• Work to be completed
Can you copy out all the records below with every "Respond" swapped for "Reply", changing nothing else and leaving the pictures out?

-------- Working data

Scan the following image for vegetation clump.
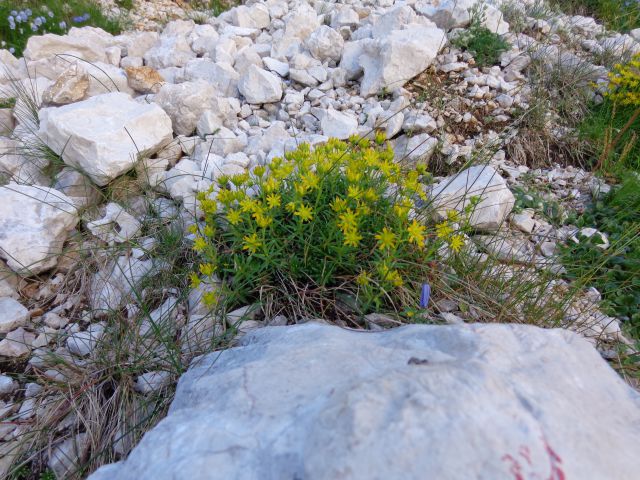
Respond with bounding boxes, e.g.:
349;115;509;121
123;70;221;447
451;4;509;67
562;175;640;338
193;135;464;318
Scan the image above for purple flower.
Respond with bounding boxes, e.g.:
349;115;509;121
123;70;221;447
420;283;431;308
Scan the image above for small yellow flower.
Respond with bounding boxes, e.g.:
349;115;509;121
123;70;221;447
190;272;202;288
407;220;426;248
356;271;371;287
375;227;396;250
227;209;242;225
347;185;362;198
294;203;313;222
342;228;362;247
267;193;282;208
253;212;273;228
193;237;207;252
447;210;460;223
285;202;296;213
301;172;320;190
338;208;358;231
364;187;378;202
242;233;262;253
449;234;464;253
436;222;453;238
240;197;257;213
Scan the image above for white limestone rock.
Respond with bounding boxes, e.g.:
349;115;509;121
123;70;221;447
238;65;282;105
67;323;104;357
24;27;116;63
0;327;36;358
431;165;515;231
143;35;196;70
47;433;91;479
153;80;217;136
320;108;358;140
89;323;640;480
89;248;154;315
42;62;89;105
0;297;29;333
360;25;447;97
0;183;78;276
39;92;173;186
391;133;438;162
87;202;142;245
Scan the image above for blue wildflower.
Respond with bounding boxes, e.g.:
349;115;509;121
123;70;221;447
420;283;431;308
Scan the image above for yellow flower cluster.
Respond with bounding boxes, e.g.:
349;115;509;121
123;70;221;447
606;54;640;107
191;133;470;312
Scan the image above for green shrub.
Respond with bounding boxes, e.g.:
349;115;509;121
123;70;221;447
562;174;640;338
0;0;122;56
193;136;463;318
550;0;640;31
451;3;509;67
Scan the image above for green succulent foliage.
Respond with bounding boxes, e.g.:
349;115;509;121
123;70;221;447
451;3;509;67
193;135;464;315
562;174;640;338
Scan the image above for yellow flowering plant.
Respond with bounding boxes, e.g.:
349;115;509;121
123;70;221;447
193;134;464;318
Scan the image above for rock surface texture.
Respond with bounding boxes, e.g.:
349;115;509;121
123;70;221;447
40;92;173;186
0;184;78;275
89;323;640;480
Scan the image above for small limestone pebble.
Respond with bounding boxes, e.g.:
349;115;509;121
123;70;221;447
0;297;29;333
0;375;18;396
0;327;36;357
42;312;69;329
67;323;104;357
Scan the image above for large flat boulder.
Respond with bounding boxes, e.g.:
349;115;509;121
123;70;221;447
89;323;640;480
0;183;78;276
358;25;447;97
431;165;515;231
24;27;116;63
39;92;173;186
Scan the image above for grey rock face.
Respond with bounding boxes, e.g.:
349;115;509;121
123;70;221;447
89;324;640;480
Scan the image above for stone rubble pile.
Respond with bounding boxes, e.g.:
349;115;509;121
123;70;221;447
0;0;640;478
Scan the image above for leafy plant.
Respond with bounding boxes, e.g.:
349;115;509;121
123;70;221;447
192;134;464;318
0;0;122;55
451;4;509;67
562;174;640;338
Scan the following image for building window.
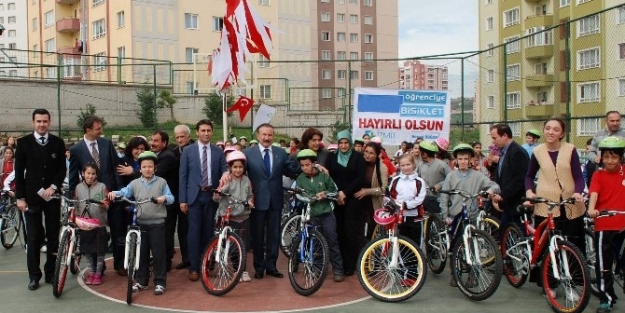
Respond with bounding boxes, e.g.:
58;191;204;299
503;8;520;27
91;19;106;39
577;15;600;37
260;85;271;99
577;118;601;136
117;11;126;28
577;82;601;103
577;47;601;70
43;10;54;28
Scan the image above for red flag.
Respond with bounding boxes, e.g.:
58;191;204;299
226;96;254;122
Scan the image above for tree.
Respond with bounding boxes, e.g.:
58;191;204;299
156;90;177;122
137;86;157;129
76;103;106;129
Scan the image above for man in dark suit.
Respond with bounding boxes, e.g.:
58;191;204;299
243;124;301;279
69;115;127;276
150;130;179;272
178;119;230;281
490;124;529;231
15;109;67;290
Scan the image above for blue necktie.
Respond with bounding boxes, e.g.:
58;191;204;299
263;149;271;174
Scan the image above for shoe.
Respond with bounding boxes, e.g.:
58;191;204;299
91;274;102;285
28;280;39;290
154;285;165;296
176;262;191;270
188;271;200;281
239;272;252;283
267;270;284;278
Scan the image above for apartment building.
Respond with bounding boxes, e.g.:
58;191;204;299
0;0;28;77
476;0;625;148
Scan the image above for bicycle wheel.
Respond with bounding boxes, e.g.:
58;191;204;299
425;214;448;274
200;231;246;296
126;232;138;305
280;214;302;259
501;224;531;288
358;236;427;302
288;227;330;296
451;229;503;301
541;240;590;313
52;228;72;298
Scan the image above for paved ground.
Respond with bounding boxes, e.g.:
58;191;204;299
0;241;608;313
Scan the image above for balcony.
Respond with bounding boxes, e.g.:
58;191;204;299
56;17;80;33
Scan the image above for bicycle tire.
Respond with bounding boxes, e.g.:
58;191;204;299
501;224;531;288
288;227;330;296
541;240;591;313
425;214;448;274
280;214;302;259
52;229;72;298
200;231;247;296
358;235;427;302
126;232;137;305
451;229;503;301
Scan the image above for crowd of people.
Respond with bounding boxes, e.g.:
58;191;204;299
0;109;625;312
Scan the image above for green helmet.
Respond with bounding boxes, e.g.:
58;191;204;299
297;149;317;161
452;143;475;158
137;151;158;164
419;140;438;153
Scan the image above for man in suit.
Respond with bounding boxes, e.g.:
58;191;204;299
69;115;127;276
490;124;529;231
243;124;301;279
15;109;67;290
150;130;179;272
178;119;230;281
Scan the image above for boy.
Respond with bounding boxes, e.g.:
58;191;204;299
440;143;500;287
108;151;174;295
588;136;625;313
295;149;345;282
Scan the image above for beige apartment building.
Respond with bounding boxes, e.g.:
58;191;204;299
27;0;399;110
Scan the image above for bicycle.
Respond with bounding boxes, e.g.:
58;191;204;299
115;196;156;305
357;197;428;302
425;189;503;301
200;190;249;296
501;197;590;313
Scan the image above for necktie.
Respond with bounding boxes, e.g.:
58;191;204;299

----------------

• Final answer
Scan the following image for vegetation clump.
Reply with bounding boxes, e.g.:
349;115;509;121
123;70;221;447
451;4;509;67
562;175;640;338
193;135;464;318
Scan the image above for purple flower.
Reply with bounding boxes, e.g.:
349;115;509;121
123;70;221;447
420;283;431;308
Scan the image above for small yellow flower.
Reply with bounding boxes, e.g.:
349;115;509;121
123;70;221;447
190;272;202;288
407;220;426;248
356;271;371;287
375;227;396;250
227;209;242;225
347;185;362;198
294;203;313;222
342;228;362;247
267;193;282;208
253;212;273;228
193;237;207;252
447;210;460;223
285;202;296;213
301;172;320;190
338;208;358;231
364;187;378;202
242;233;262;253
449;234;464;253
436;222;453;238
240;197;257;213
Scan the image above for white limestone rock.
Reply with bounding boxes, e.g.:
349;115;509;121
123;70;221;447
238;65;282;105
67;323;104;357
24;27;116;63
0;327;36;358
431;165;515;231
143;35;196;70
47;433;91;479
153;80;217;136
320;108;358;140
89;323;640;480
89;248;154;315
42;62;89;105
0;297;29;333
360;25;447;97
0;183;78;276
39;92;173;186
391;133;438;162
87;202;142;245
Scan the image above for blue wildflower.
Reply with bounding boxes, e.g.:
349;115;509;121
123;70;221;447
420;283;431;308
Scan the image above for yellow flower cluster.
Reply with bounding boxes, e.g.:
349;115;509;121
123;70;221;447
606;54;640;107
191;133;470;312
Scan the image above for green shrub.
Reply with bounding boxes, e.g.:
349;115;509;121
123;70;221;447
562;174;640;338
0;0;122;56
193;136;463;318
550;0;640;31
451;3;509;67
Scan the image above for green succulent foliage.
Reply with bounding boxes, e.g.:
349;115;509;121
123;70;221;447
451;3;509;67
193;135;464;315
562;174;640;338
Scan the image above for yellow flowering plant.
Reply with bounding boxes, e.g.:
349;115;509;121
123;70;221;447
193;134;464;318
Scan the image above for rock surface texture.
Reply with bounding boxes, e.g.:
349;115;509;121
123;70;221;447
40;92;173;186
0;184;78;275
89;323;640;480
Scan the image above for small limestone pebble.
Reply with bounding boxes, e.g.:
349;115;509;121
123;70;221;447
0;297;29;333
0;375;18;396
0;327;36;357
42;312;69;329
67;323;104;357
Scan the image above for large flat boulder.
Reply with bounding boxes, e.g.:
349;115;509;121
123;70;221;447
89;323;640;480
0;183;78;276
358;25;447;97
431;165;515;231
24;27;116;63
39;92;173;186
Scan the image above for grey rock face.
Reply with bounding boxes, e.g.:
349;115;509;121
123;70;221;447
89;324;640;480
Scan the image above for stone rubble pile.
Reply with bounding boxes, e.g.:
349;115;509;121
123;70;221;447
0;0;640;478
Scan the image above for leafy plant.
Reply with bounding boxes, e.g.:
349;115;509;121
123;70;221;447
192;134;464;318
0;0;122;55
451;4;509;67
562;174;640;338
Scan the following image for building window.
Reply with bounding boxes, e.g.:
58;191;204;299
503;8;520;27
91;19;106;39
577;15;600;37
260;85;271;99
577;118;601;136
117;11;126;28
577;82;601;103
577;47;601;70
43;10;54;28
Scan the image above for red flag.
Reply with bounding boxes, e.g.:
58;191;204;299
226;96;254;122
Scan the image above for tree.
Reply with bounding boxes, e.g.:
58;191;204;299
156;90;177;122
137;86;157;129
76;103;106;129
Scan the image above for man in dark suit.
Reply with bounding boxes, e.g.:
58;191;204;299
243;124;301;279
69;115;127;276
150;130;179;272
178;119;230;281
490;124;529;231
15;109;67;290
Scan the image above for blue necktie.
Reply with bounding boxes, e.g.:
58;191;204;299
263;149;271;174
Scan the image above for shoe.
Reply with bounding boxes, e.g.:
58;191;204;299
91;274;102;285
28;280;39;290
154;285;165;296
176;262;191;270
188;271;200;281
239;272;252;283
267;270;284;278
Scan the image above for apartment building.
Reply with bounding boxes, e.g.:
58;191;204;299
0;0;28;77
476;0;625;148
Scan the image above for bicycle wheel.
Reply with bounding boxes, e.g.:
58;191;204;299
425;214;448;274
200;231;246;296
126;232;138;305
280;214;302;259
501;224;531;288
358;236;427;302
288;227;330;296
451;229;503;301
541;240;590;313
52;228;72;298
Scan the image above for paved ground.
Reply with bounding boxes, e.g.:
58;191;204;299
0;241;608;313
Scan the image above for balcony.
Reply with bounding boxes, e.g.:
58;191;204;299
56;17;80;33
Scan the image above for bicycle tire.
Reply with bounding boxes, e.g.:
58;191;204;299
501;224;531;288
288;227;330;296
541;240;591;313
425;214;448;274
280;214;302;259
52;229;72;298
200;231;247;296
358;235;427;302
126;232;137;305
451;229;503;301
Scan the image above for crowd of people.
Reply with bounding boxes, e.g.:
58;191;204;299
0;109;625;312
Scan the image above for green helmet.
Reply with bounding boxes, e.g.:
58;191;204;299
297;149;317;161
452;143;475;158
137;151;158;164
419;140;438;153
Scan the image above for man in suit.
Reply with bounding boxes, e.g.:
58;191;204;299
69;115;127;276
490;124;529;231
243;124;301;279
15;109;67;290
150;130;179;272
178;119;230;281
Scan the image above for boy.
Reply with bounding boxes, e.g.:
58;191;204;299
440;143;500;287
108;151;174;295
588;136;625;313
295;149;345;282
Scan the image above for beige apartment building.
Reply with bounding boxes, e.g.:
58;191;204;299
27;0;399;110
Scan the image above for bicycle.
Reply with bounding boxes, e.g.:
58;191;204;299
115;196;156;305
357;197;428;302
425;189;503;301
200;190;249;296
501;197;590;313
Scan the image above for necktie.
Reply with bounding boxes, e.g.:
58;191;204;299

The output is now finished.